Each entry below must be repeated exactly. Leave the pictures out of it.

§ **Input data**
····················

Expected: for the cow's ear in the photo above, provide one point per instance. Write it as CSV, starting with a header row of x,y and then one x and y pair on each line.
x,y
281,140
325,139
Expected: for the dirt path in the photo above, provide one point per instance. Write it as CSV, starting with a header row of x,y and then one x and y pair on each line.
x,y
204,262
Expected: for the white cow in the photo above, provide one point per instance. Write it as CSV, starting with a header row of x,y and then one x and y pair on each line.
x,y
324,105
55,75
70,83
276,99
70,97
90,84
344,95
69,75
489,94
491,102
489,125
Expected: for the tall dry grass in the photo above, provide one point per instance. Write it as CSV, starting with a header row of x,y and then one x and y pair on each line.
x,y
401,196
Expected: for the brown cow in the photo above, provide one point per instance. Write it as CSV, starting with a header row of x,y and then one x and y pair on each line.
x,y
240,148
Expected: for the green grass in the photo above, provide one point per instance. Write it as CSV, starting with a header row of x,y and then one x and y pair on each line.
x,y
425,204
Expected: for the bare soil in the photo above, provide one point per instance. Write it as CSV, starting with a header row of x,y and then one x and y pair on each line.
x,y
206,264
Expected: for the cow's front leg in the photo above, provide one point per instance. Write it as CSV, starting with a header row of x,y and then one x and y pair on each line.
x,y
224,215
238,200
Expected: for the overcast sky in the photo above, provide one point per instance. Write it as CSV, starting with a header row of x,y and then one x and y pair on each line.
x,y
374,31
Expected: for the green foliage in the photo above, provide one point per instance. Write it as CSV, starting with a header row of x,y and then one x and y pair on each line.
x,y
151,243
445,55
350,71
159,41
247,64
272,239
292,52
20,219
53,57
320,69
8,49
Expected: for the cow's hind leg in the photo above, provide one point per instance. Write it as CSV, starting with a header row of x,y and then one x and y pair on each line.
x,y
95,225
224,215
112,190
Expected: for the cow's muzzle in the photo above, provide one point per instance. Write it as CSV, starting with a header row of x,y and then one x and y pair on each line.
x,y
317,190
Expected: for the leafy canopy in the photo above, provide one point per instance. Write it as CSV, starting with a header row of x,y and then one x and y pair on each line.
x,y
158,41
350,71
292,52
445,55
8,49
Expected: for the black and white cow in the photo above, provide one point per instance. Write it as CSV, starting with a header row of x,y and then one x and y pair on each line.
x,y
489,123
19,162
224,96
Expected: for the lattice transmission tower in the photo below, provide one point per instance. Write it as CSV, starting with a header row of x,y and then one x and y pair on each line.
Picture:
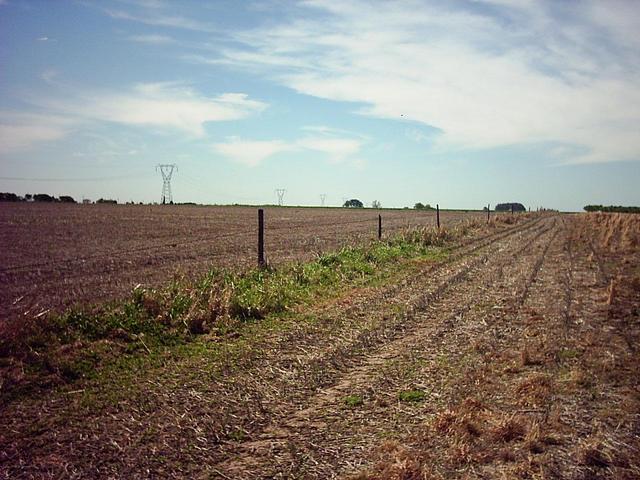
x,y
166,171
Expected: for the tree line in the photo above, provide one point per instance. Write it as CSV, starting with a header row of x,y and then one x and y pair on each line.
x,y
44,197
612,209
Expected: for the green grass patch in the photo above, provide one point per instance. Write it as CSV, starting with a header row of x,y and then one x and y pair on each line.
x,y
79,342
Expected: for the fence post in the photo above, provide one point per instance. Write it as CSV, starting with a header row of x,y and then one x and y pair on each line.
x,y
261,261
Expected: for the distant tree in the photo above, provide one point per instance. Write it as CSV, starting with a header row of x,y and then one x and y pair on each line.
x,y
353,203
43,197
612,208
422,206
506,207
9,197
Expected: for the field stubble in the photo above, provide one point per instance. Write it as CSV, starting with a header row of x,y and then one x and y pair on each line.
x,y
54,256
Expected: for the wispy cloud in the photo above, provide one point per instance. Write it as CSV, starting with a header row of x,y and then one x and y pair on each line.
x,y
160,19
250,152
49,75
152,39
253,152
21,131
171,106
502,73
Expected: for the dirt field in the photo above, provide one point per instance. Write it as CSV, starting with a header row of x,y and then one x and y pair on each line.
x,y
52,256
516,357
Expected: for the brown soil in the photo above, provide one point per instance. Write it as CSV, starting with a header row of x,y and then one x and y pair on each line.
x,y
53,256
512,359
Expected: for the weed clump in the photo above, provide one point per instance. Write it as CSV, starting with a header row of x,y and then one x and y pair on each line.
x,y
412,396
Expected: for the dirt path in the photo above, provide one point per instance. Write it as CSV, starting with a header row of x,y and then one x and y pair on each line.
x,y
317,398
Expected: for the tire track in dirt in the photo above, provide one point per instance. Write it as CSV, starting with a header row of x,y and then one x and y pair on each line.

····················

§ **Result of this task**
Expected: for the cow's ear in the photo above, provide one point per instance. Write it as CSV, starting with a header row of x,y and then one x and y pair on each line.
x,y
281,140
325,139
Expected: for the dirt path in the photo above, provide one point per instance. Write it as CSV, starting with a header row of x,y and then one x and y pair on each line.
x,y
204,262
Expected: for the white cow in the photo above, provide one point per instance. Write it as CSV, starting with a header row of x,y and then one x and y pair on each line.
x,y
324,105
55,75
70,83
276,99
70,97
90,84
344,95
69,75
489,94
491,102
489,125
Expected: for the tall dry grass in the photo above, provide one point per instance. Write it as CSV, starting with a header row of x,y and then one x and y pair on each line.
x,y
401,196
Expected: for the brown cow in the photo above, provide one point per instance. Write it as CSV, starting with a header row of x,y and then one x and y pair on each line.
x,y
240,148
Expected: for the green grass in the photo above, provide one point per instance. Write it as CSV, starting with a header row of x,y and then one x and y pair on each line.
x,y
425,204
Expected: for the bare soil in the photo above, provide one point per instance. Write it as CSV, starting with a header row of x,y and then one x and y pair on each line.
x,y
206,264
Expected: for the cow's front leg in the photo above, provide one point per instance. Write it as CSV, starting with a header row of x,y and then one x and y pair on each line.
x,y
224,215
238,200
Expected: for the overcast sky in the photo above, provide one point per instance. Write it as CSV, starting with a header row of x,y and then one x and y pair on each line.
x,y
374,31
Expected: for the green foliage in the photo above, provide one point per instance. Write it as CSV, starting with a header row of x,y and then one x and y pair on each line.
x,y
151,243
445,55
350,71
159,41
247,64
272,239
292,52
20,219
53,57
320,69
8,49
Expected: for the cow's hind leg in the photo above, provide one point per instance. Write it as CSV, starting with a header row of x,y and then one x and y pair on each line.
x,y
95,225
224,215
112,190
Expected: for the cow's muzzle in the photo above, provide one point per instance. Write it as CSV, starting with a header row of x,y and then one x and y pair on each line.
x,y
317,190
Expected: for the leafy canopy in the photo above, provide one point per instance. Write it as CSV, starting with a header row of x,y and then one x and y pair on each line.
x,y
158,41
350,71
292,52
445,55
8,49
Expected: for the black and white cow in the photo above, provide one point per instance. Write it as CSV, starting with a header row of x,y and then one x and y pair on each line.
x,y
489,123
19,162
224,96
Expected: for the lattice transmission tower in the photo below, provide one point per instance. Write it as CSV, starting with a header row of x,y and then one x and y pair on each line.
Picture:
x,y
166,171
Expected: for the tree line in the photo above, provide one point per instance. Write it as CSV, starting with a header row of x,y and then one x and y pair on each line.
x,y
44,197
612,209
Expected: for the green grass patch in the photo above, provide one point per instance. Write it as CSV, starting with a header row of x,y and then one x and y pair on each line.
x,y
79,342
Expected: for the fence post in the photo above, provide one point per instance. Write it as CSV, starting with a header row of x,y and then one x and y pair on each line.
x,y
261,261
Expected: for the distant tree in the photo above, provide one point per instance. Write it as CSV, starting with a header row of x,y and then one x and y pair on each line.
x,y
353,203
43,197
612,208
422,206
506,207
9,197
Expected: for the field stubble in the photo above, provide one point per instance. Write it as CSV, starting with a header row of x,y and then one x and y pair on each line.
x,y
54,256
Expected: for the wispy cloud in the photo above, provide one point per instance. Write it as CSV, starting with a header row of x,y and then one x and y pair on each line.
x,y
160,19
250,152
49,75
152,39
253,152
21,131
171,106
502,73
Expected: for the dirt field in the photo above, provide one point per instance. Write it as CSV, starting with a header row of x,y and then one x and y pair on each line.
x,y
52,256
516,357
Expected: for the brown soil in the photo above, provide one point per instance. Write it as CSV, starting with a header row of x,y and then one x and y pair on each line.
x,y
53,256
512,359
Expected: for the weed clump in the photo above, provide one point per instance. Write it as CSV, starting with a header row of x,y and then one x and y pair on each line.
x,y
412,396
Expected: for the dirt path in the photo above, provide one point per instance. Write it as CSV, starting with a header row of x,y and then one x and y pair on each line.
x,y
317,398
Expected: for the tire track in dirt in the photo above, provide one point per instance. Write it as CSV, starting with a header row of x,y and then one x and y pair on each line.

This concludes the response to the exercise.